▶ **OBJECTIVE**
According to the forum post on reading a text file into character arrays in C, which two characters does the parsing code treat as line breaks?

▶ **TEXT BLOCK**

━━━━━━━━━━━━━━━━━━━━━━━━━━━━━━

Reading a text file into 2 separate arrays of characters (in C) - c

For a class I have to write a program to read in a text file in the format of:
T A E D Q Q
Z H P N I U
C K E W D I
V U X O F C
B P I R G K
N R T B R B
EXIT
THE
QUICK
BROWN
FOX
I'm trying to get the characters into an array of chars, each line being its own array.
I'm able to read from the file okay, and this is the code I use to parse the file:
char** getLinesInFile(char *filepath)
{
FILE *file;
const char mode = 'r';
file = fopen(filepath, &mode);
char **textInFile;
/* Reads the number of lines in the file. */
int numLines = 0;
char charRead = fgetc(file);
while (charRead != EOF)
{
if(charRead == '\n' || charRead == '\r')
{
numLines++;
}
charRead = fgetc(file);
}
fseek(file, 0L, SEEK_SET);
textInFile = (char**) malloc(sizeof(char*) * numLines);
/* Sizes the array of text lines. */
int line = 0;
int numChars = 1;
charRead = fgetc(file);
while (charRead != EOF)
{
if(charRead == '\n' || charRead == '\r')
{
textInFile[line] = (char*) malloc(sizeof(char) * numChars);
line++;
numChars = 0;
}
else if(charRead != ' ')
{
numChars++;
}
charRead = fgetc(file);
}
/* Fill the array with the characters */
fseek(file, 0L, SEEK_SET);
charRead = fgetc(file);
line = 0;
int charNumber = 0;
while (charRead != EOF)
{
if(charRead == '\n' || charRead == '\r')
{
line++;
charNumber = 0;
}
else if(charRead != ' ')
{
textInFile[line][charNumber] = charRead;
charNumber++;
}
charRead = fgetc(file);
}
return textInFile;
}
This is a run of my program:
Welcome to Word search!
Enter the file you would like us to parse:testFile.txt
TAEDQQ!ZHPNIU!CKEWDI!VUXOFC!BPIRGK!NRTBRB!EXIT!THE!QUICK!BROWN!FOX
Segmentation fault
What's going on? A), why are the exclamation marks there, and B) why do I get a seg fault at the end? The last thing I do in the main is iterate through the array/pointers.

━━━━━━━━━━━━━━━━━━━━━━━━━━━━━━

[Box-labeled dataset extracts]
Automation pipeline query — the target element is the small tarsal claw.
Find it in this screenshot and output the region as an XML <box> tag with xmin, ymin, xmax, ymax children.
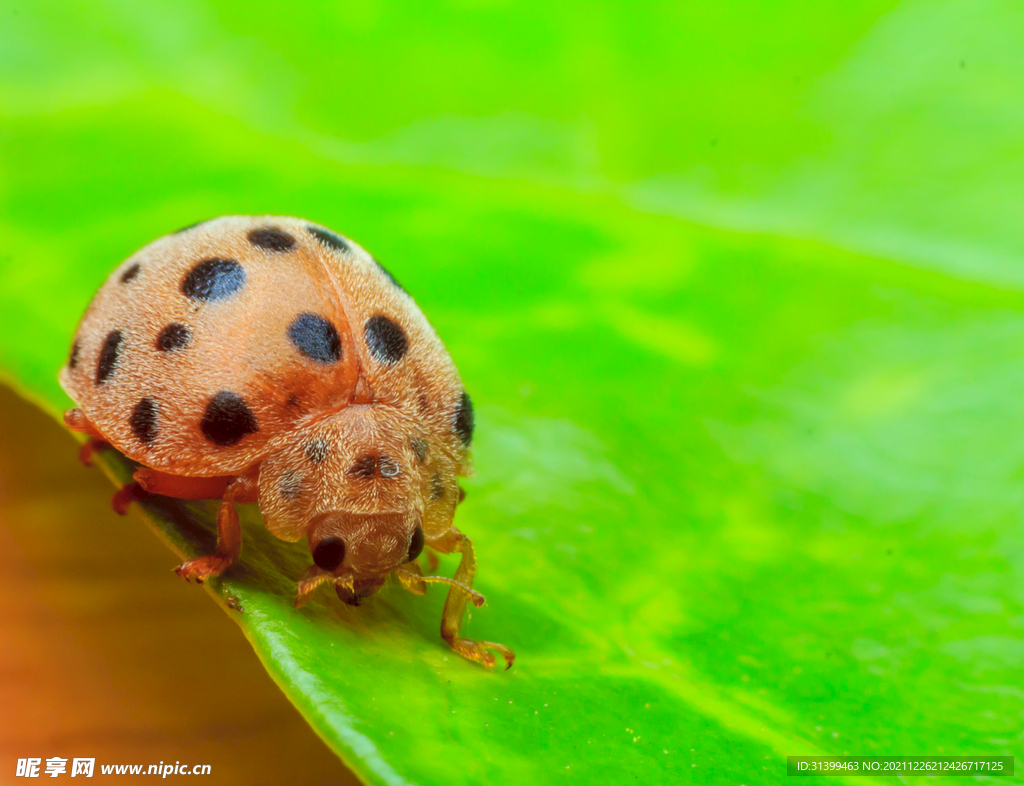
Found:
<box><xmin>174</xmin><ymin>554</ymin><xmax>231</xmax><ymax>584</ymax></box>
<box><xmin>295</xmin><ymin>565</ymin><xmax>334</xmax><ymax>609</ymax></box>
<box><xmin>451</xmin><ymin>639</ymin><xmax>515</xmax><ymax>671</ymax></box>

━━━━━━━━━━━━━━━━━━━━━━━━━━━━━━

▶ **WRITTEN SOLUTION**
'\n' and '\r'